In the entries below, find the line with "# point at: sandal" and the line with "# point at: dirt". Repeat exactly everything between them, those two lines included, but not the pictures.

###

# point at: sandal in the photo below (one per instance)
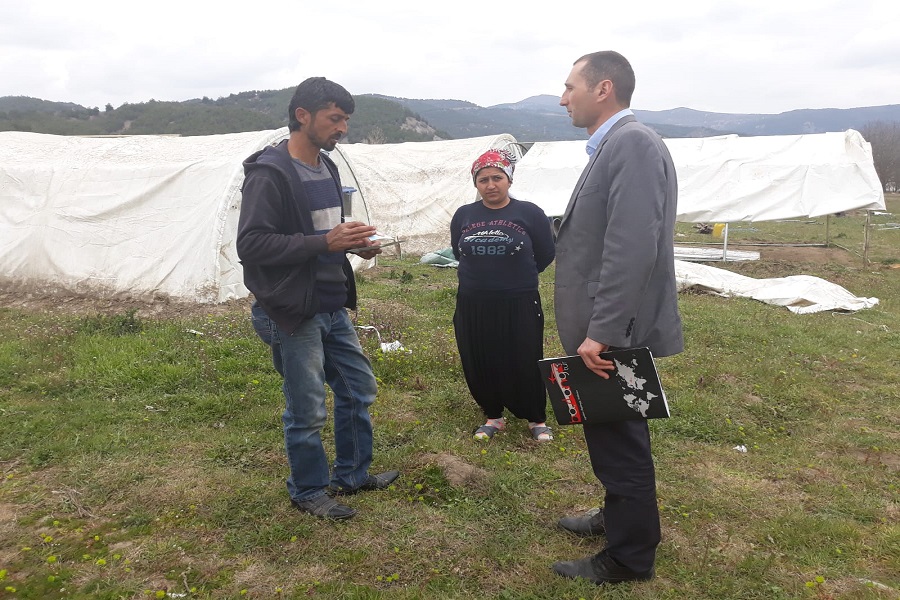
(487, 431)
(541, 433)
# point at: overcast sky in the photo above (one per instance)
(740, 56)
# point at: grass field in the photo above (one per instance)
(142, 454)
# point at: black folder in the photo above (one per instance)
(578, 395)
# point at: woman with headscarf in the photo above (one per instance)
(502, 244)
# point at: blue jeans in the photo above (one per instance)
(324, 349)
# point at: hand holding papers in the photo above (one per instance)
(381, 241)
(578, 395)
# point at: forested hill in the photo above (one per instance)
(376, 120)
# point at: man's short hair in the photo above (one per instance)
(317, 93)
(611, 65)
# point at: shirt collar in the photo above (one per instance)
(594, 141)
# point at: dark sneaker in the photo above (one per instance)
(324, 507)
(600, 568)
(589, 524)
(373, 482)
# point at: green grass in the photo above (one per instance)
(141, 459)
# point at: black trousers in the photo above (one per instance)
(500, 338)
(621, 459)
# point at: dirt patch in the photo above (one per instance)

###

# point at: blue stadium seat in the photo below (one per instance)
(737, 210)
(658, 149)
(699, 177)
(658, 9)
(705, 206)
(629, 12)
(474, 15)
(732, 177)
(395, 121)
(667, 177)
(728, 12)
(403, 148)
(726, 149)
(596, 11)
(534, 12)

###

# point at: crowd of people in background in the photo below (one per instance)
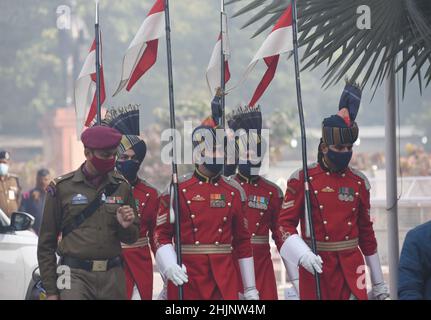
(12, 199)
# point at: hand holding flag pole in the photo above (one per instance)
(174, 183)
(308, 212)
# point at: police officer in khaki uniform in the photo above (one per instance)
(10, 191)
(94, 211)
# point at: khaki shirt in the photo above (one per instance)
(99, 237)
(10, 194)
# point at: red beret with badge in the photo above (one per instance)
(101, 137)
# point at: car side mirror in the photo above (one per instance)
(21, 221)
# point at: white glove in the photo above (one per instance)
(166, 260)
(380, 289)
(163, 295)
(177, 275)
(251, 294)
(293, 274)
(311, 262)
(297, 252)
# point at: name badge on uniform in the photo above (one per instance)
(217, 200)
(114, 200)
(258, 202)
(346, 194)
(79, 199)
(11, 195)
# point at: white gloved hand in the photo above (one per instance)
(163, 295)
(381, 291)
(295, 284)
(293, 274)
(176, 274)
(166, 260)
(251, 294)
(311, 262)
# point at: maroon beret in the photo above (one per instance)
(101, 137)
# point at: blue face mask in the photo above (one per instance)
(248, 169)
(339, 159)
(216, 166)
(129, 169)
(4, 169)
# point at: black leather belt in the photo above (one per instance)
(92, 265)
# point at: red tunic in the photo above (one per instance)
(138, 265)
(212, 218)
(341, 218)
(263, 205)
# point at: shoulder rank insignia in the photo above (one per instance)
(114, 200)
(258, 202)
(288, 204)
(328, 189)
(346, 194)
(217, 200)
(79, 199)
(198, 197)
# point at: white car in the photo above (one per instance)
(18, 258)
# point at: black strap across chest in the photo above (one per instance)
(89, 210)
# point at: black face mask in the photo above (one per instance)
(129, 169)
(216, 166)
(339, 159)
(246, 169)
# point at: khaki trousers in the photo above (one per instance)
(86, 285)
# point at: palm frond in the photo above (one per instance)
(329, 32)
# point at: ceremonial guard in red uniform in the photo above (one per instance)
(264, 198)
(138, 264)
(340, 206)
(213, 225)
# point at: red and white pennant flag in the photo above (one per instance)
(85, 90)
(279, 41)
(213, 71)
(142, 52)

###

- Written response -
# point at: sandal in the photo below (one per instance)
(487, 431)
(541, 433)
# point at: overcast sky in the photo above (one per instance)
(740, 56)
# point at: grass field in the photo above (one per instance)
(142, 454)
# point at: black folder in the photo above (one per instance)
(578, 395)
# point at: woman with headscarf in the photo above (one per instance)
(502, 244)
# point at: blue jeans in the photo above (one per instance)
(324, 349)
# point at: hand holding papers in the photo above (one per instance)
(381, 241)
(578, 395)
# point at: forested hill in the photo above (one per instance)
(376, 120)
# point at: man's short hair in the photo above (one per instance)
(317, 93)
(611, 65)
# point at: shirt collar in the photo above (one per instance)
(594, 141)
# point at: dark sneaker in the photo above (one per instance)
(324, 507)
(600, 568)
(589, 524)
(373, 482)
# point at: green grass in the photo above (one per instance)
(141, 459)
# point at: black trousers in the photo above (one per instance)
(500, 338)
(621, 459)
# point at: dirt patch in the photo above (one per instance)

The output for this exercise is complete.